The request:
Rewrite each of the entries below, changing "gray polo shirt" to "white T-shirt" and leaving everything else untouched.

Recorded information:
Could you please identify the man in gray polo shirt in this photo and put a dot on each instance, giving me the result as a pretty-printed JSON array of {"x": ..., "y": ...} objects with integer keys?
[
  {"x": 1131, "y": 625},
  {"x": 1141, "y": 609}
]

Written solution:
Could you please identify the man in white T-shirt in this photo and put a dot on each instance, giving me the result as a pretty-printed JSON array of {"x": ..., "y": ...} objects with integer keys?
[
  {"x": 1131, "y": 625},
  {"x": 1141, "y": 609}
]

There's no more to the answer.